[Records excerpted from a collection]
********

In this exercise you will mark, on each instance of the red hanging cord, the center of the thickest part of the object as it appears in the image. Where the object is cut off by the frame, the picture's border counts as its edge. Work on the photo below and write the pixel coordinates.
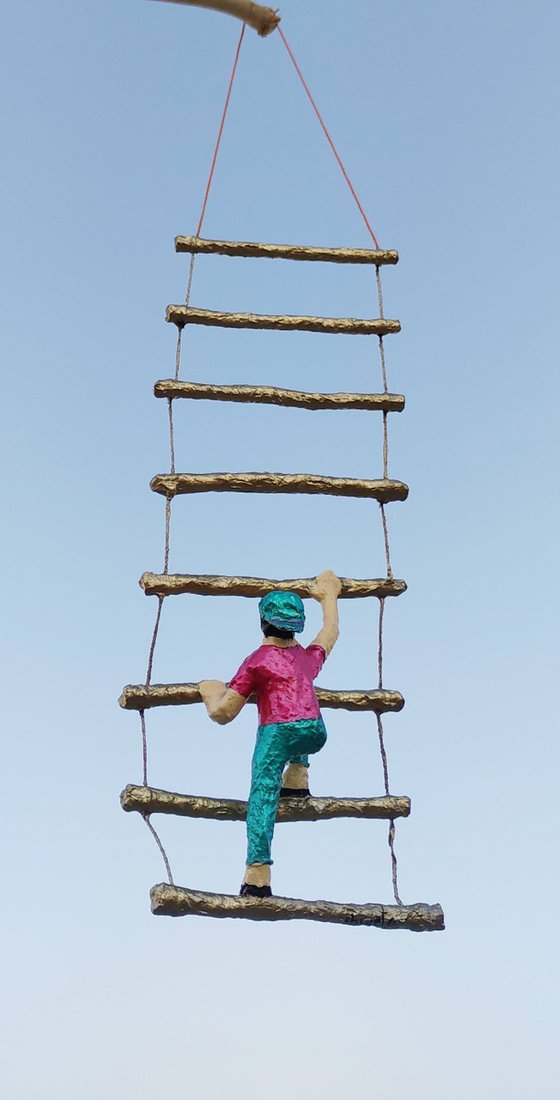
(328, 136)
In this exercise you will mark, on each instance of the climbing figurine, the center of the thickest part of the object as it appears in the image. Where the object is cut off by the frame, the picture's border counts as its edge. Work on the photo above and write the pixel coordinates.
(281, 674)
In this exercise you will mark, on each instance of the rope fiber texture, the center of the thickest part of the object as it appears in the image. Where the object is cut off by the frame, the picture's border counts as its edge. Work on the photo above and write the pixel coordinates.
(178, 352)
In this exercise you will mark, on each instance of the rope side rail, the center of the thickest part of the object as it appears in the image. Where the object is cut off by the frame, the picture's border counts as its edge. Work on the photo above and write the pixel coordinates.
(196, 584)
(382, 490)
(178, 901)
(274, 395)
(144, 696)
(147, 800)
(255, 250)
(352, 326)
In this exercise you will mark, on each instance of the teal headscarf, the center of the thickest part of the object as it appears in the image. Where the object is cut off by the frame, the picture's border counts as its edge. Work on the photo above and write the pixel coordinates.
(284, 609)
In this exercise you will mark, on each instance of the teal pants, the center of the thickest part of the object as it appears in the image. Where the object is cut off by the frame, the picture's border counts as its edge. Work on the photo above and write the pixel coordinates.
(277, 745)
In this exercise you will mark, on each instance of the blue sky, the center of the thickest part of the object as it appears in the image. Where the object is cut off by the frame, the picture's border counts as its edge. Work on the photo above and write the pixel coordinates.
(447, 119)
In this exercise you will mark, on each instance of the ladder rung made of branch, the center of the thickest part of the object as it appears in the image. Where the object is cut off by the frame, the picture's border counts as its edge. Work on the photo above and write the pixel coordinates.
(253, 249)
(274, 395)
(169, 584)
(351, 326)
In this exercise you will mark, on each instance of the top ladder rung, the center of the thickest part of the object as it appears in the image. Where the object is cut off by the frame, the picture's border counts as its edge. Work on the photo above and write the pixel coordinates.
(250, 249)
(282, 322)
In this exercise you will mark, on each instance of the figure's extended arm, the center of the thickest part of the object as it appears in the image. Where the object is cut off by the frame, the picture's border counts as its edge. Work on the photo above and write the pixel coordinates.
(327, 591)
(220, 701)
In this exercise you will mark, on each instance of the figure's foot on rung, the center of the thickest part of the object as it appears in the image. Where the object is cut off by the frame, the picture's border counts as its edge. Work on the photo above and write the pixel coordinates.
(178, 901)
(250, 891)
(295, 781)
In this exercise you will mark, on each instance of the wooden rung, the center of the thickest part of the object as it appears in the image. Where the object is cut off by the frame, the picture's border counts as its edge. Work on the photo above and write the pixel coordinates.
(146, 800)
(169, 584)
(352, 326)
(250, 249)
(140, 697)
(178, 901)
(274, 395)
(383, 490)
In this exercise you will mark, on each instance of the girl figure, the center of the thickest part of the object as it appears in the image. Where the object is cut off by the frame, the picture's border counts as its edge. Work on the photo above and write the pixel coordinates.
(281, 674)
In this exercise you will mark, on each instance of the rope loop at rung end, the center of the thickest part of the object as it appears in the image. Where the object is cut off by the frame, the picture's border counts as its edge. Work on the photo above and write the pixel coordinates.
(172, 388)
(255, 250)
(178, 901)
(147, 800)
(142, 697)
(169, 584)
(352, 326)
(382, 490)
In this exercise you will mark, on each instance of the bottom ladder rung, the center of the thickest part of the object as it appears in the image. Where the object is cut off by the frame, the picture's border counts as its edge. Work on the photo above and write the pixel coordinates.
(149, 800)
(178, 901)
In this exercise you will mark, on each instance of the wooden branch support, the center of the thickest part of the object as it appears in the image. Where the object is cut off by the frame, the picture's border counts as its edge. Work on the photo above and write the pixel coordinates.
(274, 395)
(147, 800)
(263, 20)
(171, 584)
(383, 490)
(142, 697)
(352, 326)
(177, 901)
(252, 249)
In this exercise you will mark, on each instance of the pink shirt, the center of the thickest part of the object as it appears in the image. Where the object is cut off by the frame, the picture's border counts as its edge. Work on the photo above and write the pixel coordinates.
(282, 680)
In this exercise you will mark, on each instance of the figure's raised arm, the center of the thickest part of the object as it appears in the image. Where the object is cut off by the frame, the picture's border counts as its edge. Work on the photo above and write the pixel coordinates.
(326, 591)
(222, 703)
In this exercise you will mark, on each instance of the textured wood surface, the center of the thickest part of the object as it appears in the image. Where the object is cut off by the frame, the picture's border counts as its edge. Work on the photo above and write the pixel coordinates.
(382, 490)
(140, 697)
(275, 395)
(263, 20)
(168, 584)
(253, 249)
(146, 800)
(177, 901)
(351, 326)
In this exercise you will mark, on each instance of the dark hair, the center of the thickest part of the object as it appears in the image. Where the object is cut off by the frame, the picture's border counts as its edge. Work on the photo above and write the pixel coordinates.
(274, 631)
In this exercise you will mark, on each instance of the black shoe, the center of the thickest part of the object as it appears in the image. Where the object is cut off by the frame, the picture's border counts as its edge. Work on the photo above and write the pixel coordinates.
(295, 792)
(250, 891)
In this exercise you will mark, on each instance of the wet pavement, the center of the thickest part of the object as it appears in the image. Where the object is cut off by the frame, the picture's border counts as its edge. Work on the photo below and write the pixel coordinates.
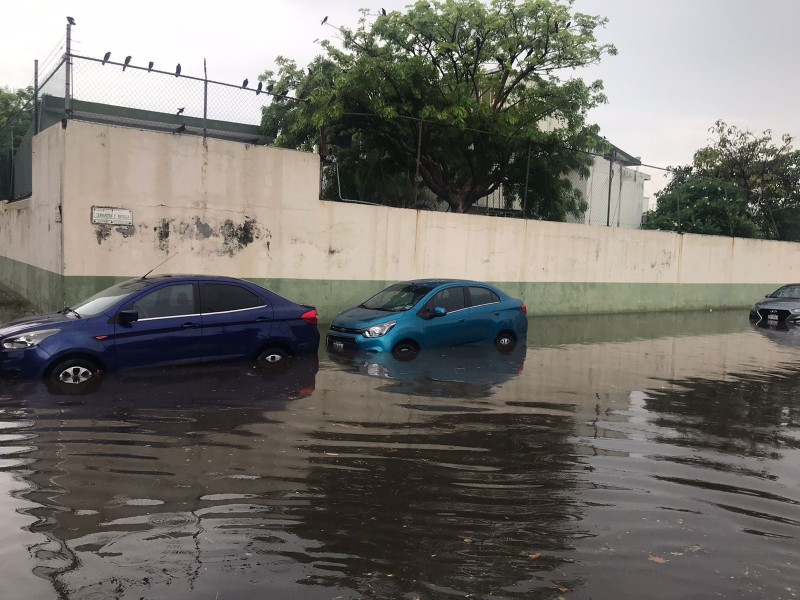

********

> _THE TASK_: Extract every line of the records that contains the word "ladder", treating case as significant.

> _CORRECT RESULT_:
In this exercise you will mark, on each instance of the ladder rung made of branch, the center of the thickest part of the object as it appears in the image. Where the object is cut off by the frame, the picture's border counts as its edge. Work on the photo above and write the pixel coordinates.
In this exercise you will mark, on each instance of the top ladder rung, the center of the thickest part of the object as it appears in the image. Where the object is cut off by the frame, the picture's border counts as its edge. Work on the photo above and write the pixel coordinates.
In this exercise you will mark, on each instance of the bottom ladder rung, the center of the thickest part of the object as it appears in the image. Where the object is cut off by the frame, the picture's border counts as its edge. Work on the photo above and write the pixel coordinates.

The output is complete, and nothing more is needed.